Problem to solve: With nothing added or left out, output the listing that follows.

Supplied data:
>>
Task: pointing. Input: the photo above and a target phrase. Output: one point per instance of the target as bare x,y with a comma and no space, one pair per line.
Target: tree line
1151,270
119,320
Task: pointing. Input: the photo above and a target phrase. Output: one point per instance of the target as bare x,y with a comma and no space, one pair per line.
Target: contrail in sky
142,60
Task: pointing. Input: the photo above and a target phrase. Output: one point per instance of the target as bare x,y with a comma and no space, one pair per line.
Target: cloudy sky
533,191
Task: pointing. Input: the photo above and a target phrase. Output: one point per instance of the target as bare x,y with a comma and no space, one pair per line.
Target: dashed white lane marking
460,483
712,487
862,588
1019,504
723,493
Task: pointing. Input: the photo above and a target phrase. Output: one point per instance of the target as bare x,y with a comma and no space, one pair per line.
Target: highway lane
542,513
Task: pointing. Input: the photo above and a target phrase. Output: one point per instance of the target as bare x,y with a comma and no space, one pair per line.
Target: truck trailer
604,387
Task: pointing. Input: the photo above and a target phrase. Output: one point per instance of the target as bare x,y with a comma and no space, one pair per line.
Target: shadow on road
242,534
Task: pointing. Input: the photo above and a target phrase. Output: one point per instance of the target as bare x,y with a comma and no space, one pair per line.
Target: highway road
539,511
<<
Answer below:
Task: pointing. Input: the photo above and a target phrase. Output: one point per instance of the target as bare x,y with a comma and no space, one pair per line.
Target: tree line
1151,270
119,320
Task: pointing. Input: the photo above and a target phrase. Output: one point per instance of the target as bare x,y with a comma and no space, one pair per line.
Target: contrail in sky
142,60
Task: pointing. Input: the photo above and a target phrase. Output: one point per instance of the target as bare x,y with a comma and no space, one pair per line.
Target: cloudy sky
533,191
Task: pointing. Input: the photo above and a target phrase. Output: one point per instance of the target as bare x,y with a comma and no space, one pair per line.
Target: dashed white lane marking
460,483
712,487
862,588
1019,504
723,493
Task: pointing. Input: the photo above and a target phrase. Output: one point per instance of the target as bare x,y with a comma and no space, one pair per line.
Target: highway lane
542,513
Task: pointing. Input: the photo above and a target phrase. Output: one point per instance of the target as bare x,y with a comma and no space, one pair per line.
Target: truck trailer
604,387
Task: pointing. Input: the photo above and a target phrase. Output: one point per instance of the target as bare x,y with a comma and no space, one pair per line.
Target: shadow on road
242,534
Task: pointing. Input: the photo above and a target phrase. Output: one point per instance of the target as bare x,y with a comma and no space, one pair per line.
Target: highway road
539,511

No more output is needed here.